[PROVIDED RECORDS]
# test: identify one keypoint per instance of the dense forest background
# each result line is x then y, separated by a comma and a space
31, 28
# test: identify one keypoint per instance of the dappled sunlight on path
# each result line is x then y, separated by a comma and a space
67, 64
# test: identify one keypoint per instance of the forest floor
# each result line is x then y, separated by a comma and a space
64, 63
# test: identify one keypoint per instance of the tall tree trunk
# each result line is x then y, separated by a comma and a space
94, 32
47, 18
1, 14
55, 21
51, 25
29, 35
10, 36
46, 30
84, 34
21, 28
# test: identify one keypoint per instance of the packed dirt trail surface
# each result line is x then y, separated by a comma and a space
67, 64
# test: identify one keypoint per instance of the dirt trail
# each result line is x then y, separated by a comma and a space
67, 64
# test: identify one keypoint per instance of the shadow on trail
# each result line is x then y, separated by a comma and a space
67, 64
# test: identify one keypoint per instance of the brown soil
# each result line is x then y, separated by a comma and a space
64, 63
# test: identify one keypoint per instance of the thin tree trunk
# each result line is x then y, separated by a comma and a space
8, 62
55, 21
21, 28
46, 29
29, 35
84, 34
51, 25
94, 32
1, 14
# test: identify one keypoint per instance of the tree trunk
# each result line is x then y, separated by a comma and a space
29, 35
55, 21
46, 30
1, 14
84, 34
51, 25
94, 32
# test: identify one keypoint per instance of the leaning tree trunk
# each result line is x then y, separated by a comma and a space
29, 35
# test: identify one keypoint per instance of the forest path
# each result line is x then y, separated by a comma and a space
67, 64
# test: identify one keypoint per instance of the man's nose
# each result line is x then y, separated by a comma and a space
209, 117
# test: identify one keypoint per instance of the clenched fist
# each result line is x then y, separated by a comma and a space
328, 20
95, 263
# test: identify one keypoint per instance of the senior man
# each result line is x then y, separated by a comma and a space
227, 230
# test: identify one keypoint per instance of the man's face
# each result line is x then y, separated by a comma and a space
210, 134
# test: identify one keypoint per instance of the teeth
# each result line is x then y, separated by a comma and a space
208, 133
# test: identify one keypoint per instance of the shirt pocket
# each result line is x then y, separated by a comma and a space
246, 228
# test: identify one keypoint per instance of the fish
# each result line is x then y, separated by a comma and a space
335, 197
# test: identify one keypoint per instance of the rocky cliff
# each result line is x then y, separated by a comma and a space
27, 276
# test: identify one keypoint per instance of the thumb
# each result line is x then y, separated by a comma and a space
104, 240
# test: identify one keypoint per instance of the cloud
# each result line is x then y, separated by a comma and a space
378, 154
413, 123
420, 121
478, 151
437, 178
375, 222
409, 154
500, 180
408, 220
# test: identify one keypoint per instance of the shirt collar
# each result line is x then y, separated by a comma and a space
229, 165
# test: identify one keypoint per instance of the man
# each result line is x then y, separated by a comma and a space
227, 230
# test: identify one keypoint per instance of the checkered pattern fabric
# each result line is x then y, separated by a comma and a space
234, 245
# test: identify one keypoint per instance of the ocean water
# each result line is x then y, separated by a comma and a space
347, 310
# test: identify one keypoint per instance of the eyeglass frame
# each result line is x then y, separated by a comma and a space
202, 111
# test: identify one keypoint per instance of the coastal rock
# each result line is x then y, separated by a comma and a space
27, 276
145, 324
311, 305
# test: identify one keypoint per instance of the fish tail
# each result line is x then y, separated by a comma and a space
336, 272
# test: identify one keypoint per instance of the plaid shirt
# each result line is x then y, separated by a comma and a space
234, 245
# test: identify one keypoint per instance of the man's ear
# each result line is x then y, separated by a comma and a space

[EXERCISE PROMPT]
Reproduce the listing above verbatim, from first line to last.

[CORRECT RESPONSE]
# test: identify one keypoint per instance of the dense forest background
# each result line is x then y, separated by a comma and a space
31, 28
# test: identify one keypoint per instance of the dappled sunlight on path
# each result line is x then y, separated by a comma and a space
67, 64
# test: identify one keypoint per instance of the forest floor
# each result line is x then y, separated by a comma and a space
64, 63
# test: identify one keypoint per instance of the tall tree trunk
# each result line is x then y, separated by a comma and a space
94, 32
47, 18
1, 14
55, 21
51, 25
29, 35
10, 36
46, 30
84, 34
21, 28
# test: identify one keypoint per instance of the packed dirt trail surface
# each result line is x then y, separated by a comma and a space
67, 64
# test: identify one keypoint per instance of the dirt trail
# each result line is x then y, separated by a comma and a space
67, 64
# test: identify one keypoint per instance of the shadow on trail
# each result line is x then y, separated by a comma and a space
67, 64
# test: identify one keypoint per instance of the brown soil
# each result line is x then y, separated by a comma and a space
64, 63
# test: identify one keypoint per instance of the thin tree trunk
# each result line is x then y, separated by a comma and a space
8, 62
55, 21
21, 28
46, 29
29, 35
84, 34
51, 25
94, 32
1, 14
# test: identify one keypoint per instance of the tree trunk
# each result line is x then y, separated by a comma and a space
29, 35
55, 21
46, 30
1, 14
84, 34
51, 25
94, 32
# test: identify one keypoint per instance of the leaning tree trunk
# each result line is x then y, separated by a comma and a space
29, 35
# test: identify one keypoint per instance of the forest path
# each result line is x then y, separated by a comma and a space
67, 64
# test: identify one keypoint per instance of the man's nose
# each result line is x then y, separated by a comma and a space
209, 117
# test: identify one keypoint per instance of the clenched fist
# each result line is x then y, separated by a comma and a space
328, 20
95, 263
# test: identify one keypoint per instance of the senior man
# each result line is x then y, separated by a comma and a space
227, 230
# test: identify one keypoint per instance of the man's face
# each result line is x then y, separated by a comma and a space
210, 134
# test: identify one keypoint per instance of the teeth
# each result line is x then y, separated by a comma and a space
208, 133
# test: identify one keypoint per instance of the shirt pocket
# each result line is x then y, separated by a comma and a space
246, 228
# test: identify one keypoint per instance of the fish
# each result line is x then y, separated by a comma and a space
335, 197
# test: identify one keypoint per instance of the rocky cliff
# each result line is x then y, separated by a comma and a space
27, 276
# test: identify one keypoint per instance of the thumb
# each result line is x then y, separated by a comma and a space
104, 240
# test: identify one keypoint per instance of the cloud
# each result line is x then y, separated by a comma and a space
378, 154
413, 123
420, 121
478, 151
437, 178
375, 222
409, 154
500, 180
408, 220
# test: identify one keypoint per instance of the shirt collar
# each result line is x then y, separated by a comma and a space
229, 165
# test: identify one keypoint per instance of the man
# each result line is x then y, separated by a comma and a space
227, 230
# test: identify one keypoint per instance of the checkered pattern fabric
# each result line is x then y, separated by a comma and a space
234, 245
# test: identify one keypoint per instance of the ocean water
# each result line is x then y, separated by a comma and a space
347, 310
# test: identify one keypoint per instance of the eyeglass frame
# each result line is x then y, separated by a comma and a space
202, 111
# test: identify one keypoint per instance of the coastal rock
# each result line is x then y, separated by a comma and a space
27, 276
145, 324
311, 305
# test: identify one keypoint per instance of the fish tail
# each result line is x then y, separated by a comma and a space
336, 272
# test: identify one keypoint per instance of the plaid shirt
# each result line is x then y, separated by a comma and a space
234, 245
# test: identify one keypoint per instance of the man's ear
# each result line is x then y, separated by a comma and a space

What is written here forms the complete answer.